» **PERMINTAAN A**
Ubah baris data mulai dari baris yang memuat "Tag the tree" sampai dengan baris yang memuat "[1183, 596]", lalu tuliskan kembali hanya baris-baris itu. Ganti "lane-occupancy audit" dengan "traffic-lane review" dan biarkan bagian lain tetap sama.

» **BAGIAN DOKUMEN**
Cari di Sini

Minggu, 04 Maret 2012

Menunggu Gebrakan Baru Putin


Pemilu presiden Rusia pada Minggu (4/2) jelas bukan untuk mencari figur selain Vladimir Putin. Hal ini dapat dilihat dari jajak pendapat terbaru yang menunjukkan Putin meraih 60% suara dalam pemilu hari ini. Pesaing utamanya, pemimpin Partai Komunis Gennady Zyuganov hanya meraih 15% suara.

Putin jelas masih di atas angin. Itulah yang membuatnya tetap percaya diri untuk kembali memegang jabatan presiden Rusia. Dia memang menyatakan belum memutuskan apakah dia ingin tetap berkuasa hingga setelah 2018, saat mandat kepresidenannya akan berakhir. Tapi keinginan itu tentu bukan sesuatu yang mustahil bagi tokoh yang tetap mendominasi politik Rusia tersebut.

Dalam pertemuan dengan para pemimpin surat kabar terkemuka di Rusia, pekan ini, Putin mengatakan bahwa unjuk rasa membuatnya bahagia dan tawaran para pemimpin oposisi tidak ada yang kongkrit.

“Saya sangat bahagia tentang situasi ini, karena itu berarti otoritas bereaksi aktif atas apa yang terjadi di negeri ini, pada sentimen rakyat, dan untuk memenuhi berbagai harapan,” tutur Putin pada Kamis malam (1/3) dalam jamuan bersama para pemimpin media massa, dikutip AFP.

Dalam tiga bulan terakhir, puluhan ribu orang berunjuk rasa di Moskow dan beberapa kota lainnya. Bahkan banyak yang berencana menggelar unjuk rasa pada Senin (5/3), sehari setelah pemilu. Menanggapi hal itu, Putin bersikap sangat tenang, seakan gerakan oposisi benar-benar tidak mengusik posisi dan pengaruhnya saat ini.

“Saya pikir ini pengalaman sangat bagus bagi Rusia,” kata Putin yang yakin unjuk rasa lebih banyak diarahkan untuk menentang partai Rusia Bersatu yang berkuasa, bukan serangan pribadi terhadapnya. “Anda katakan populasi kota melawan. Mereka tidak melawan. Ada sedikit pendukung saya (di sana), itu benar. Tapi secara keseluruhan, pendukung saya mayoritas, bahkan di kota-kota besar.”

Untuk menunjukkan superioritasnya atas empat kandidat presiden lainnya, Putin tidak melakukan debat politik dengan mereka. Dia hanya mengirimkan perwakilan kampanyenya untuk talk show, sementara dia menunjukkan diri secang sibuk melakukan perjalanan keliling Rusia.

Sejak awal, Putin menegaskan di berbagai artikel yang ditulisnya tentang kebijakan domestik dan luar negeri, bahwa lawan-lawannya kurang memiliki visi dan hanya mengumbar slogan-slogan kosong. Dia menyatakan bahwa rakyat memihak oposisi itu tidak menarik. Debat-debat juga, menurut Putin, tidak penting. Yang lebih penting ialah hasil dari kerja sebelumnya.

» **DATA TERSEDIA**
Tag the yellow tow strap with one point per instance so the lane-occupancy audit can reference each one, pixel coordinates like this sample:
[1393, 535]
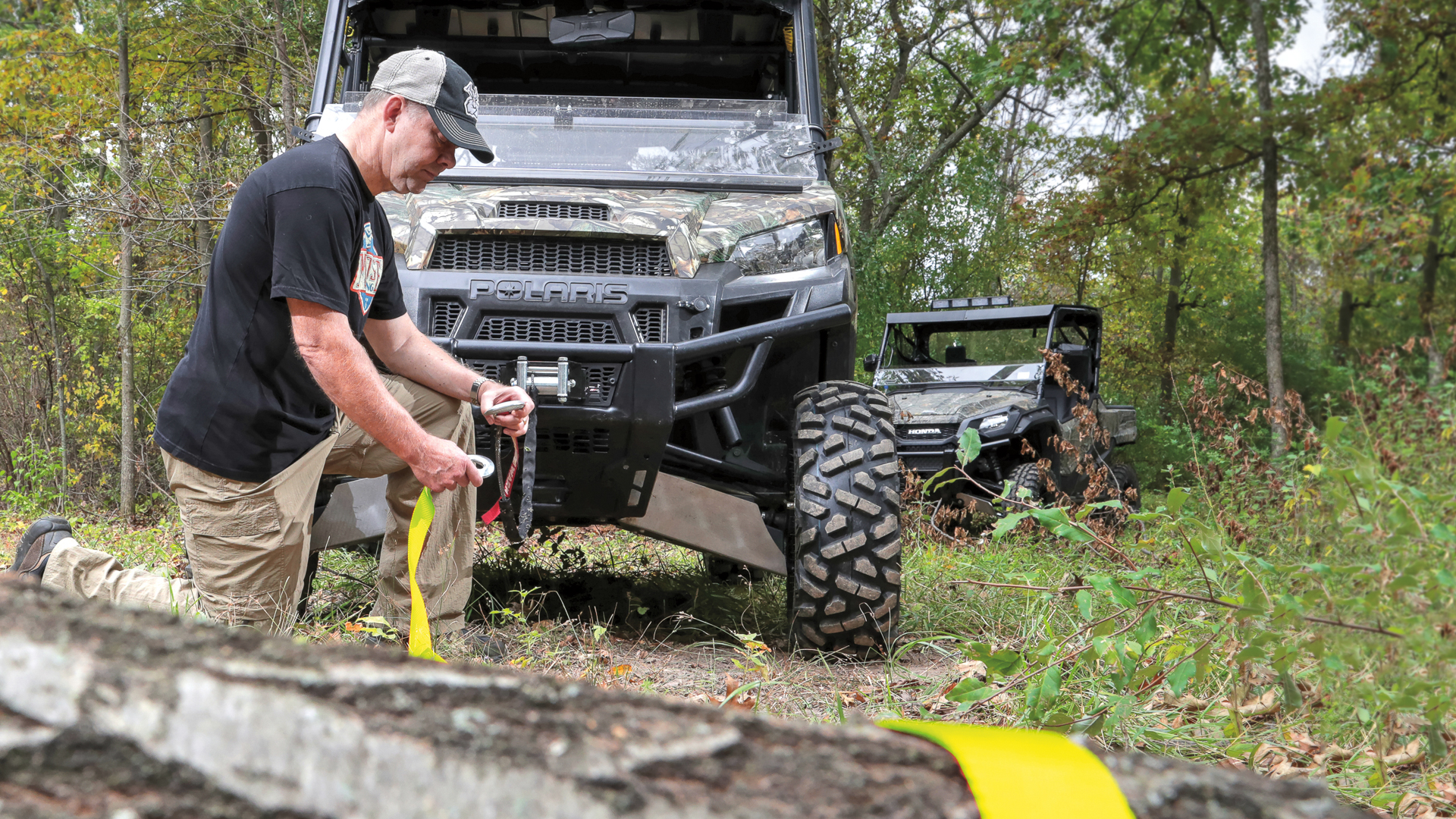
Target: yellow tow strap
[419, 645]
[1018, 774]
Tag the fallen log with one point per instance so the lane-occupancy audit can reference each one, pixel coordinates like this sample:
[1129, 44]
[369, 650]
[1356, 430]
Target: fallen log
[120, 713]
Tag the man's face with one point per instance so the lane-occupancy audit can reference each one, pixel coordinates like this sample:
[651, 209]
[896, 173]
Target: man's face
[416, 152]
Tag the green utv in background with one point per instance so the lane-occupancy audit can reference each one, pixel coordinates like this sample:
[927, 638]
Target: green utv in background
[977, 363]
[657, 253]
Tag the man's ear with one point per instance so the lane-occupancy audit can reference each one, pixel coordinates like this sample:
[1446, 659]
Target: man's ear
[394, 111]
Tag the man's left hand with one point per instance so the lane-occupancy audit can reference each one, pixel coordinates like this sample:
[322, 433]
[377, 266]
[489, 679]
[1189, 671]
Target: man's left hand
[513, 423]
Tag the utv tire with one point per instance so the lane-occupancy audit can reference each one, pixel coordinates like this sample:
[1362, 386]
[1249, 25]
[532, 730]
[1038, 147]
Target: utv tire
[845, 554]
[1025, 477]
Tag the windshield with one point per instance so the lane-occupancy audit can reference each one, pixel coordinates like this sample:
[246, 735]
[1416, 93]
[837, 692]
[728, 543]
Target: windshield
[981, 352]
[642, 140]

...

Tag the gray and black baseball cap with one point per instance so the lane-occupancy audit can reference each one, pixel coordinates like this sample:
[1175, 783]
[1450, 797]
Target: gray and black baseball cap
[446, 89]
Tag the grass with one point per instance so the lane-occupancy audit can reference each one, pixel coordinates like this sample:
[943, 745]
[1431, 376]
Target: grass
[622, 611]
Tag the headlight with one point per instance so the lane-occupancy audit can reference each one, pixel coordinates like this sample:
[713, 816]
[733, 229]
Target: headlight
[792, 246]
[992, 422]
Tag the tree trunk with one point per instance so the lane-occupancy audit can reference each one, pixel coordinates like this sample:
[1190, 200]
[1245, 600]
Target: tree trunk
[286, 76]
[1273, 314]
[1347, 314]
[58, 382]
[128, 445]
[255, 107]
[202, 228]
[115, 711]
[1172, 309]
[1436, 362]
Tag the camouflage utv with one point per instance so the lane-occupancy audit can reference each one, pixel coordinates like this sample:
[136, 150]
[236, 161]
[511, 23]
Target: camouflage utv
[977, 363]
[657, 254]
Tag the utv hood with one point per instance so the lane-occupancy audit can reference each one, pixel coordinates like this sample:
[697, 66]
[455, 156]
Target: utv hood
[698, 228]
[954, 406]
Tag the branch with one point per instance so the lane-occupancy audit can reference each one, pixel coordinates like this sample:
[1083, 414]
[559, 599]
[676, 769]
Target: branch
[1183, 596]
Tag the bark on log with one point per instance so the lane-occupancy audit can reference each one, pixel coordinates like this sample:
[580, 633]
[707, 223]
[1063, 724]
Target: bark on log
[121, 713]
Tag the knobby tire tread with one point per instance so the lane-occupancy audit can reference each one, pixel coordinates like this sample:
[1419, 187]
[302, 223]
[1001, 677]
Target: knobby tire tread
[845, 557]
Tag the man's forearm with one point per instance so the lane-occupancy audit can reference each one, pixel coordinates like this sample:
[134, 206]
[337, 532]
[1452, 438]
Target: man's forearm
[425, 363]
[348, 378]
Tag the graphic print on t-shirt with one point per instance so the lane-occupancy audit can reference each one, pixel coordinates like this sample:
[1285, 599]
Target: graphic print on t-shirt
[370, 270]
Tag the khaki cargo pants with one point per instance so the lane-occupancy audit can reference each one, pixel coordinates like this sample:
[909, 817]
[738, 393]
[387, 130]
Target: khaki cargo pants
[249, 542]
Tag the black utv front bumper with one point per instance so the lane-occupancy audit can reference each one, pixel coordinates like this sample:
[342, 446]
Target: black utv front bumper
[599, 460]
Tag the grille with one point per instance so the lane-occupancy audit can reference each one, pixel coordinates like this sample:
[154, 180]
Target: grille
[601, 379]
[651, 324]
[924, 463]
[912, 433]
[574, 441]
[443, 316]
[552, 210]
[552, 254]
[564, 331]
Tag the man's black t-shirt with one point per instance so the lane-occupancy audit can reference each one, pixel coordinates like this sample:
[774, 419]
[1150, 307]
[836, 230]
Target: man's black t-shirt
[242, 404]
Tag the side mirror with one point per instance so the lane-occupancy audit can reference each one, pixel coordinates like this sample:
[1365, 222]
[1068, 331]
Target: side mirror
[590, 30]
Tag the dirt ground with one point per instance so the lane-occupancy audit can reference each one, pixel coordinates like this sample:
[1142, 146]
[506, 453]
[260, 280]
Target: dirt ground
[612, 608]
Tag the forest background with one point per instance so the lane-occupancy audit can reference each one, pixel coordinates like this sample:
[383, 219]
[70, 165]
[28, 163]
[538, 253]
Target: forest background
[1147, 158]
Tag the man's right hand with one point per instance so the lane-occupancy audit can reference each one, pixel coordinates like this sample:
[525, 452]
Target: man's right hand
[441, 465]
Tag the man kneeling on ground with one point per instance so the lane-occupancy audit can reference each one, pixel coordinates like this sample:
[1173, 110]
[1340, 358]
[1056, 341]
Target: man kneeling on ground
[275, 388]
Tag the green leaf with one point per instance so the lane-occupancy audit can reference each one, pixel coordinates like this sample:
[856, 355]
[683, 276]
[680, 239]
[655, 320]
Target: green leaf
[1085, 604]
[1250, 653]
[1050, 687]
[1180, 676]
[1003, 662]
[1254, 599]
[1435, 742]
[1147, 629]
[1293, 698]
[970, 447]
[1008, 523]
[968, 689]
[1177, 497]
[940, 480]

» **PERMINTAAN B**
Kutip tanpa perubahan bagian artikel tentang Putin dari "Putin jelas masih" sampai dengan "ada yang kongkrit.".

» **JAWABAN TUGAS A**
Tag the tree trunk with one point per instance so the traffic-lane review can reference each one, pixel coordinates like this sample:
[1190, 200]
[1245, 600]
Target: tree trunk
[286, 76]
[1273, 314]
[1347, 314]
[58, 382]
[128, 445]
[255, 107]
[202, 228]
[115, 711]
[1172, 309]
[1436, 362]
Tag the camouflage utv with one point per instance so the traffic-lane review can reference each one, pixel coordinates like this sample:
[136, 150]
[236, 161]
[511, 23]
Target: camouflage utv
[977, 363]
[657, 254]
Tag the utv hood with one point per instance so the traffic-lane review can reference each one, pixel coordinates like this sample:
[697, 66]
[455, 156]
Target: utv hood
[698, 228]
[954, 406]
Tag the branch with one point per instance so the traffic-lane review can reference each one, pixel coordinates like this sample:
[1083, 414]
[559, 599]
[676, 769]
Target: branch
[1183, 596]

» **JAWABAN TUGAS B**
Putin jelas masih di atas angin. Itulah yang membuatnya tetap percaya diri untuk kembali memegang jabatan presiden Rusia. Dia memang menyatakan belum memutuskan apakah dia ingin tetap berkuasa hingga setelah 2018, saat mandat kepresidenannya akan berakhir. Tapi keinginan itu tentu bukan sesuatu yang mustahil bagi tokoh yang tetap mendominasi politik Rusia tersebut.

Dalam pertemuan dengan para pemimpin surat kabar terkemuka di Rusia, pekan ini, Putin mengatakan bahwa unjuk rasa membuatnya bahagia dan tawaran para pemimpin oposisi tidak ada yang kongkrit.